═════ EXCERPTED PASSAGE ═════

The UK regulatory authority has asked for a recall of medicines made at a Wockhardt facility in India, shortly after joining the US in imposing an import ban on drugs made there.

Following an inspection, the Medicines and Healthcare products Regulatory Agency (MHRA) issued a statement of non-compliance with Good Manufacturing Practice (GMP) for Wockhardt’s Waluj manufacturing facility in Aurangabad, sparking a fall-off in the Indian drugmaker’s shares.

Now, the agency said that 15 medicines made at Waluj are subject to a precautionary recall at the wholesale and pharmacy level, including antibiotics and drugs for high blood pressure, diabetes, epilepsy, depression, schizophrenia, Parkinson’s disease, Alzheimer’s dementia and thyroid disorders.

Products already in patients’ hands are unaffected and do not need to be returned, said the agency, saying there is “no evidence of a patient safety risk from medicines that have been sold in the UK”.

The MHRA’s block on the supply of drugs made at the plant that applies not only in the UK but across the entire EU, according to Bloomberg. The action relates to a unit at the plant which makes oral solid dosage forms such as tablets, capsules and dry syrups.

Production at the plant has been temporarily suspended and Wockhardt has said it should be able to maintain supplies of the affected products from other GMP-certified sites. It only expects the shutdown to last around three months. The drugmaker said previously it would take a charge of around $100 million as a result of the US import alert, but has not commented on the impact of the UK action.

═════ EXTRACTED DATA ═════

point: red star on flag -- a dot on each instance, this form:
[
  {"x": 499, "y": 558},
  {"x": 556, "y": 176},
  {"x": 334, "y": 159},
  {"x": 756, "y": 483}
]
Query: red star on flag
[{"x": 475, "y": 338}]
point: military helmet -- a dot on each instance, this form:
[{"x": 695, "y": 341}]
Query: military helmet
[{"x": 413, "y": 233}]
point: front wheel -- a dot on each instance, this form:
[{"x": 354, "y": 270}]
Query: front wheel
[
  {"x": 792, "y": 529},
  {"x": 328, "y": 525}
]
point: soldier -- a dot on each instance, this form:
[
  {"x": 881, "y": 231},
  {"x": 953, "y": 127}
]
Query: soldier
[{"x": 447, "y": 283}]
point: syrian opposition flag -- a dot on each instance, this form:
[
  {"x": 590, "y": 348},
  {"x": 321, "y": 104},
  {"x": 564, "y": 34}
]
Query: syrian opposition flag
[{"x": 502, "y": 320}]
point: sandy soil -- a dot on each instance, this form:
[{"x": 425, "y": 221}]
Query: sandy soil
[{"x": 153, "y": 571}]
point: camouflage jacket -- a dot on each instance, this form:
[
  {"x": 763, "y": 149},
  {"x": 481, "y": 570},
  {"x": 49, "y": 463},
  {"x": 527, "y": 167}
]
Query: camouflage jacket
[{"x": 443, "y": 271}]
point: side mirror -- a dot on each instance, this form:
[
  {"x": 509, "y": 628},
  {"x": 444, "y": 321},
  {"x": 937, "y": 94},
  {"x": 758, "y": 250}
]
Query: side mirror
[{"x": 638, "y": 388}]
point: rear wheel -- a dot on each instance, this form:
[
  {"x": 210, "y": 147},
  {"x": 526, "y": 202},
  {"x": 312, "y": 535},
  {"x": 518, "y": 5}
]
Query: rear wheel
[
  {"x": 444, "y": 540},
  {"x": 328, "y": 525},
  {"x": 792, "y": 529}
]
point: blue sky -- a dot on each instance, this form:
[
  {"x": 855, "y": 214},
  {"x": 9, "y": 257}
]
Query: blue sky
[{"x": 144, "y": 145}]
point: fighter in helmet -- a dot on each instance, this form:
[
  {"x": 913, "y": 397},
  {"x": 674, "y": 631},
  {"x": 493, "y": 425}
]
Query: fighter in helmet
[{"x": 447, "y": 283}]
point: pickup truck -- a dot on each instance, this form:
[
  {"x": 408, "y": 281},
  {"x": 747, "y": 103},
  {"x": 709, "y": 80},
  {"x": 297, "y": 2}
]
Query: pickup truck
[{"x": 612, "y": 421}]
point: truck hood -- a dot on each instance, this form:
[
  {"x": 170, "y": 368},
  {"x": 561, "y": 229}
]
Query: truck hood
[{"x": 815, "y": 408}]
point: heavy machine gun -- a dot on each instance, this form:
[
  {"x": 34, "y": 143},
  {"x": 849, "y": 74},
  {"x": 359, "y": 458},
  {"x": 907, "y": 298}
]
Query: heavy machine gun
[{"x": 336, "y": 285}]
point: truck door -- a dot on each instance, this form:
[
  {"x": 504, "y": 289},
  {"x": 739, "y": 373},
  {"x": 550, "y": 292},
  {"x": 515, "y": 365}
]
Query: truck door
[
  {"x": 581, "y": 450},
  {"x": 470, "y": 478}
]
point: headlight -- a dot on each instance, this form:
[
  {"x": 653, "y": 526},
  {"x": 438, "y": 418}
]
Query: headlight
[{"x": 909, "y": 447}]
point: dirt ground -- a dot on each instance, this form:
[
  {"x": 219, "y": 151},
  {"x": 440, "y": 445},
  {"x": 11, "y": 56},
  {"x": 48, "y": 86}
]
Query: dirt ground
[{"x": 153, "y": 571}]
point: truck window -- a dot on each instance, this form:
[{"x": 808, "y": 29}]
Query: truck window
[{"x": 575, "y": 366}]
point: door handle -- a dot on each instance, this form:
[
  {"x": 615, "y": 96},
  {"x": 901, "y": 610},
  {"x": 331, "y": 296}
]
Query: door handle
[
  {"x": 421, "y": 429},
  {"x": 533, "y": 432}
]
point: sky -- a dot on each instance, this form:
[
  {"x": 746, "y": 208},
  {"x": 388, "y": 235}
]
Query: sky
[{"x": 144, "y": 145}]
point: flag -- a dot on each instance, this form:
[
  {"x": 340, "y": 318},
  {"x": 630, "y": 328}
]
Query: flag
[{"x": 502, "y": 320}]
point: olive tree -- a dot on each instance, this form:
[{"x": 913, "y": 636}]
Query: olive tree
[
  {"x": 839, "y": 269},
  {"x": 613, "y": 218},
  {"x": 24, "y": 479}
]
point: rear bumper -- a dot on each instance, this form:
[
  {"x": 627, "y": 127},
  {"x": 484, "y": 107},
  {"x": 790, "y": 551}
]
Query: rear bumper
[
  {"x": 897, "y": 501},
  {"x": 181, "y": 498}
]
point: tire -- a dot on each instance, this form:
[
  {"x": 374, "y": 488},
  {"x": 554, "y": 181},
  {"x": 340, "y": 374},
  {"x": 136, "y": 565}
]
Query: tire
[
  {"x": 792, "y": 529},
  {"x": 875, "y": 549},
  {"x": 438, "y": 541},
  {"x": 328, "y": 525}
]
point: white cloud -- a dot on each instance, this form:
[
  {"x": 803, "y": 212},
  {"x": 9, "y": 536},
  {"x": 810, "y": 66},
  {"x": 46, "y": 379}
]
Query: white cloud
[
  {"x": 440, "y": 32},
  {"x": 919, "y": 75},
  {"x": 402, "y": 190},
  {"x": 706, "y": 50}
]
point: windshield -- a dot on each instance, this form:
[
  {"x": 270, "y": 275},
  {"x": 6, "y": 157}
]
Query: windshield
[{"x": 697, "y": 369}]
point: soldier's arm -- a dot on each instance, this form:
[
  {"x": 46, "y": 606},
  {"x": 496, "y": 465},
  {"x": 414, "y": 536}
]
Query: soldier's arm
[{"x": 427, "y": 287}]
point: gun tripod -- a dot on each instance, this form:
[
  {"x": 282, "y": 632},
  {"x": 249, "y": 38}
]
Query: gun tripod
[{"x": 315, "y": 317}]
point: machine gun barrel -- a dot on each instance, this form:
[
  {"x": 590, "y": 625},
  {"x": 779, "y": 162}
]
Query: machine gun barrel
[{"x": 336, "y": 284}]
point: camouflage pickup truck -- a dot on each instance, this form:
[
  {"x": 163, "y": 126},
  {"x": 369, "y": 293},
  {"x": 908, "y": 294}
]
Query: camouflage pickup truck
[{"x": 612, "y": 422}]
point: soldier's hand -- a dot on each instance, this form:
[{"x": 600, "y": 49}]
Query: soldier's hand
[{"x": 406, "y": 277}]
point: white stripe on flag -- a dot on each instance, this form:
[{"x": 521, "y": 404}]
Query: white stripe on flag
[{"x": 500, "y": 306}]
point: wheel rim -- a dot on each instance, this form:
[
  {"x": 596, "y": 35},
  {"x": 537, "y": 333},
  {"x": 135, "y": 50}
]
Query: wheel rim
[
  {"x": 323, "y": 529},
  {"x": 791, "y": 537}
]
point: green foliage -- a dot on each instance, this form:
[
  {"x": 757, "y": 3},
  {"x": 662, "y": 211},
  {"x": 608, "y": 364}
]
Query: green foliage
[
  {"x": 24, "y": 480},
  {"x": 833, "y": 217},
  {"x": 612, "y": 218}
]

═════

*REQUIRED WORK*
1. Copy everything from "The MHRA’s block" down to "and dry syrups." in the article on the Wockhardt recall, swapping "tablets" for "pills".
2. Write the next part of the news article on the UK recall of Wockhardt medicines, starting right after its last sentence.

*EXPECTED RESPONSES*
1.
The MHRA’s block on the supply of drugs made at the plant that applies not only in the UK but across the entire EU, according to Bloomberg. The action relates to a unit at the plant which makes oral solid dosage forms such as pills, capsules and dry syrups.

2.
Wockhardt has been growing at breakneck speed in the last few years, with sales topping the $1 billion mark for the first time in the last fiscal year, but analysts said the problems at Waluj could lead to a 15%-20% dip in revenues this year.  For its part, the company said it expected sales growth to be flat; last year, revenues advanced 29 per cent.

The Waluj facility failed a US inspection earlier this year and was issued with a Form 483 citing a number of deficiencies in April in production areas handling injectable products. It was also taken to task by the FDA in 2006 and issued a warning letter over poor record-keeping.

The deficiencies identified by the MHRA included a low risk of cross-contamination because of poor cleaning practices and defects in building fabric and the ventilation systems at the site. There was also evidence of forged documents relating to staff training records that had been rewritten.

“The MHRA has to act in the interests of public health as poor manufacturing standards cannot be allowed to continue,” said the agency in a statement released today (11 July).

Meanwhile, the Indian government has placed a ban on the sales of an opioid analgesic sold by Wockhardt and other drugmakers in a bid to clamp down on its misuse by drug addicts. The drug – called dextropropoxyphene, is sold by Wockhardt as Proxyvon and accounts for around 4% of the company’s domestic turnover, according to local news reports.